### Dataset entries
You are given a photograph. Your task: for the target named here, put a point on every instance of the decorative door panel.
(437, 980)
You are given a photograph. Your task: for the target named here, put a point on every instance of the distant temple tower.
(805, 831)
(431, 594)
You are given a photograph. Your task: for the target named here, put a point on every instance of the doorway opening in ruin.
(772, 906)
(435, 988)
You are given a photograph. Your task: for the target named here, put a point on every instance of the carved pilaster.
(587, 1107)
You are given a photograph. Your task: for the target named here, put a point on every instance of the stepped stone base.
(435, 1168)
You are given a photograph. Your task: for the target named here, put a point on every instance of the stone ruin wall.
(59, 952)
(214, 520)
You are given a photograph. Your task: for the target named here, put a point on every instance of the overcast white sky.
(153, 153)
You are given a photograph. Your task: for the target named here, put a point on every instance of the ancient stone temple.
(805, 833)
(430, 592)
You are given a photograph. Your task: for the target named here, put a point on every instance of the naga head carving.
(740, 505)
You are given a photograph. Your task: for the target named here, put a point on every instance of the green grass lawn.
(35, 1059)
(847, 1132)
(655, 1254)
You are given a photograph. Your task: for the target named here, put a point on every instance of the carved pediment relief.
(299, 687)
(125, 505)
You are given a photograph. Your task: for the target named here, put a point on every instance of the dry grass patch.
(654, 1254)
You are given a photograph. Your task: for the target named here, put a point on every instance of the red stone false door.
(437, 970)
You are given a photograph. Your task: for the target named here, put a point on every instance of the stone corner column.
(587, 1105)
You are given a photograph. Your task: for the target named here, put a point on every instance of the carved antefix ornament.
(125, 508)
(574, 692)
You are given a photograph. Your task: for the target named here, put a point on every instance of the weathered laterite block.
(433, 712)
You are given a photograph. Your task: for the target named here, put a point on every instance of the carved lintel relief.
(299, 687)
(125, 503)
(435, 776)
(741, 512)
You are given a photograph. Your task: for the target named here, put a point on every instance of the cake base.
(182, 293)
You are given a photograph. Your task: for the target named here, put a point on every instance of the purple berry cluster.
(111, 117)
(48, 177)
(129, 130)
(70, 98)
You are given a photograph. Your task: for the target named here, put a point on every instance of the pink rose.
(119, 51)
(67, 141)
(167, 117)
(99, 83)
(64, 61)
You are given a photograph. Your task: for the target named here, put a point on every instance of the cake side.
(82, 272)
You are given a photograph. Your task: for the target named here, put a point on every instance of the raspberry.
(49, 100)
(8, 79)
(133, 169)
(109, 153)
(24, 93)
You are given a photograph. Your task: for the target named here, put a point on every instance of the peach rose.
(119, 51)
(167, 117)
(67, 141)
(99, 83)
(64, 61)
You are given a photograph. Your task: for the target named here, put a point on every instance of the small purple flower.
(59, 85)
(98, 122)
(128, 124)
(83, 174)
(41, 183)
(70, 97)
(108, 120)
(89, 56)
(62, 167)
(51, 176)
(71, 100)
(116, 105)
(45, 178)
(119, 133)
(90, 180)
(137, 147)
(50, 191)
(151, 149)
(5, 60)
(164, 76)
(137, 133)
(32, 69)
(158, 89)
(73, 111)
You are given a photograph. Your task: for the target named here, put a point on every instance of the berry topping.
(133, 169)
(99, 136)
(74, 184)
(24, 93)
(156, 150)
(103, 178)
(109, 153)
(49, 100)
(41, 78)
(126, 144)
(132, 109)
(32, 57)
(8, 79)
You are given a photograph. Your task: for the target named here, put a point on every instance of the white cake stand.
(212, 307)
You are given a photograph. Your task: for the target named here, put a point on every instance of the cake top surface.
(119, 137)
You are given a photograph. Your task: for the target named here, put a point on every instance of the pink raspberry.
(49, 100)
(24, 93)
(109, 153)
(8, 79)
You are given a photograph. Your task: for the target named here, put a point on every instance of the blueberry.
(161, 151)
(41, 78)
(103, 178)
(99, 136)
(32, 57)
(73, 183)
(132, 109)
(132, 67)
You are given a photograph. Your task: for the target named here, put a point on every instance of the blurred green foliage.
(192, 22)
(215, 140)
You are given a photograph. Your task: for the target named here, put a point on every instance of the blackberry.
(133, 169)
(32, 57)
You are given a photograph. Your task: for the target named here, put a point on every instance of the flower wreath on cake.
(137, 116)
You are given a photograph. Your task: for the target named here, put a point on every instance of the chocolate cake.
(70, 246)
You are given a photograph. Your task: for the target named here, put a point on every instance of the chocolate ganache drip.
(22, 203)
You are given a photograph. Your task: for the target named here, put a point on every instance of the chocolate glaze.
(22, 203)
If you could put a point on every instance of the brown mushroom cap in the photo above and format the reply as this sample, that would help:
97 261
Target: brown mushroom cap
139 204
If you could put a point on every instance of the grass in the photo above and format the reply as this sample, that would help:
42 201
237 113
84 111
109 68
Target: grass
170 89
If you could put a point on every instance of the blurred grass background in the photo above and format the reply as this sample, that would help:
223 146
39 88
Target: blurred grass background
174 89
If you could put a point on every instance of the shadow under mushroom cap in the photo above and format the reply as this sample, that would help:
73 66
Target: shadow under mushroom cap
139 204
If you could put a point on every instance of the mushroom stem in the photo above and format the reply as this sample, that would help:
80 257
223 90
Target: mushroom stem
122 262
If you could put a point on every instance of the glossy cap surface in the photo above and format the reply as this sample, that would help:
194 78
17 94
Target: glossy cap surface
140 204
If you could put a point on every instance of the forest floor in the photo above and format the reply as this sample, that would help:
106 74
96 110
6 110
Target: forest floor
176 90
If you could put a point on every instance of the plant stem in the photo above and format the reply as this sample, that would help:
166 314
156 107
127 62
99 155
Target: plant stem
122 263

### The problem
Exactly as written above, copy out all the records.

### The completed task
You are given a photograph. Your task: for the target named here, put a point on every instance of the decorative door panel.
(437, 980)
You are given a photograph. Your task: for the target named here, put a point on every instance of the distant temple tower.
(805, 831)
(431, 594)
You are given a photograph. Your task: for the target named here, put a point on every instance of the doorway opening in ruin.
(772, 906)
(435, 988)
You are given a photograph. Your task: for the target named here, put a point on every instance of the carved pilaster.
(587, 1107)
You are given a photograph. Your task: for the target named here, put a point on every instance of the stepped stone base.
(435, 1168)
You are given a photograph. Your task: for the target named here, put a point on every instance of the stone ruin wall.
(59, 952)
(214, 520)
You are given a photograph. Your task: for the target named here, put a point on every instance of the overcast white sky.
(153, 153)
You are given a photograph. Your task: for the target named here, put a point on every instance of the ancient stone temple.
(805, 833)
(430, 592)
You are given a photograph. Your task: for the target named here, put a point on every instance of the naga head carving.
(740, 505)
You are given a photograph. Your task: for the target named here, put a point on every instance of the green grass lawn.
(35, 1059)
(847, 1132)
(655, 1254)
You are given a photograph. Your task: for the target named here, put a point on every instance of the carved pediment relief.
(299, 687)
(125, 505)
You are given a photograph. Your task: for the target named here, put a point on every instance of the dry grass patch.
(654, 1254)
You are given a photograph. Your task: for the target named here, put a point on every instance of the red stone false door.
(437, 970)
You are given a photograph. Your task: for the target named here, put a point on every instance of the stone corner column.
(587, 1105)
You are given a photograph. Your task: for the target named here, put a point on every instance of the carved antefix ornament.
(125, 508)
(574, 692)
You are given a photograph. Your task: for the target named here, put a point on every instance of the weathered laterite block.
(433, 712)
You are given a photograph. Your task: for the target named here, put a point on every instance of the carved lintel relief.
(299, 687)
(125, 503)
(435, 776)
(741, 512)
You are given a photograph. Your task: for the target named here, put a point on every instance of the cake base.
(182, 293)
You are given a photograph. Your task: for the target named here, put a point on every instance of the purple berry cluster.
(111, 117)
(48, 177)
(129, 130)
(70, 98)
You are given a photograph. Your task: for the target named here, put a point on every instance of the pink rose.
(119, 51)
(67, 141)
(167, 117)
(99, 83)
(64, 61)
You are given a photograph. Your task: for the target named here, put a point on every instance of the cake side.
(82, 272)
You are given a photograph. Your task: for the target named here, put a point on every instance of the raspberry.
(49, 100)
(8, 79)
(133, 169)
(109, 153)
(24, 93)
You are given a photograph. Your task: for the target named here, put a point on every instance of the peach rose.
(119, 51)
(167, 117)
(67, 141)
(99, 83)
(64, 61)
You are given a photograph. Your task: for the target named here, put a point on every instance of the small purple flower.
(59, 85)
(98, 122)
(128, 124)
(83, 174)
(41, 183)
(70, 97)
(108, 120)
(89, 56)
(62, 167)
(51, 176)
(71, 100)
(116, 105)
(45, 178)
(119, 133)
(90, 180)
(137, 147)
(50, 191)
(151, 149)
(5, 60)
(164, 76)
(137, 133)
(32, 69)
(158, 89)
(73, 111)
You are given a photograph. Your task: for the target named here, put a point on every instance of the berry topping.
(133, 169)
(99, 136)
(74, 184)
(24, 93)
(156, 150)
(103, 178)
(109, 153)
(49, 100)
(41, 78)
(126, 144)
(132, 109)
(32, 57)
(8, 79)
You are given a photograph. Your task: for the target named here, put a point on every instance of the white cake stand.
(212, 307)
You are given a photograph. Your task: for the target named here, put a point on every instance of the cake top surface.
(119, 137)
You are given a photograph. Your task: for the target named here, put a point on every instance of the pink raspberry.
(49, 100)
(24, 93)
(109, 153)
(8, 79)
You are given a photograph. Your task: for the target named here, put a point on every instance of the blueberry.
(161, 151)
(41, 78)
(103, 178)
(99, 136)
(32, 57)
(73, 183)
(132, 109)
(132, 67)
You are given a photograph. Your task: for the target named here, put a point on every instance of the blurred green foliage.
(192, 22)
(215, 140)
You are given a photograph. Your task: for the target named here, put a point on every instance of the blackberry.
(133, 169)
(32, 57)
You are given a photograph. Your task: for the target named here, put a point on every instance of the flower wreath on cake.
(137, 116)
You are given a photograph. Your task: for the target named here, put a point on every instance of the chocolate cake.
(70, 246)
You are given a photograph. Your task: for the target named here, put a point on every instance of the chocolate ganache drip.
(22, 203)
You are given a photograph. Your task: for the target named here, put a point on every instance of the chocolate glaze.
(22, 203)
If you could put a point on every instance of the brown mushroom cap in the photo above and format the reply as this sample, that would help:
97 261
Target: brown mushroom cap
139 204
If you could put a point on every instance of the grass in the photo above and format the reply as this sample, that would help:
42 201
237 113
84 111
109 68
Target: grass
170 89
If you could put a point on every instance of the blurred grass background in the photo above and format the reply as this sample, that would help:
223 146
39 88
Target: blurred grass background
174 89
If you could put a point on every instance of the shadow under mushroom cap in the photo above and format the reply as this sample, that would help:
73 66
Target: shadow under mushroom cap
139 204
If you could put a point on every instance of the mushroom stem in the photo above and format the reply as this sample, that would help:
80 257
223 90
Target: mushroom stem
122 262
If you could put a point on every instance of the glossy cap surface in the photo above and format the reply as this sample, that would help:
194 78
17 94
Target: glossy cap surface
140 204
If you could put a point on every instance of the forest floor in the photo above and format the reply as this sample, that would help:
106 74
96 110
6 110
Target: forest floor
176 90
If you could put a point on every instance of the plant stem in the photo above and format the reply as this sample, that would help:
166 314
156 107
127 62
99 155
Target: plant stem
122 263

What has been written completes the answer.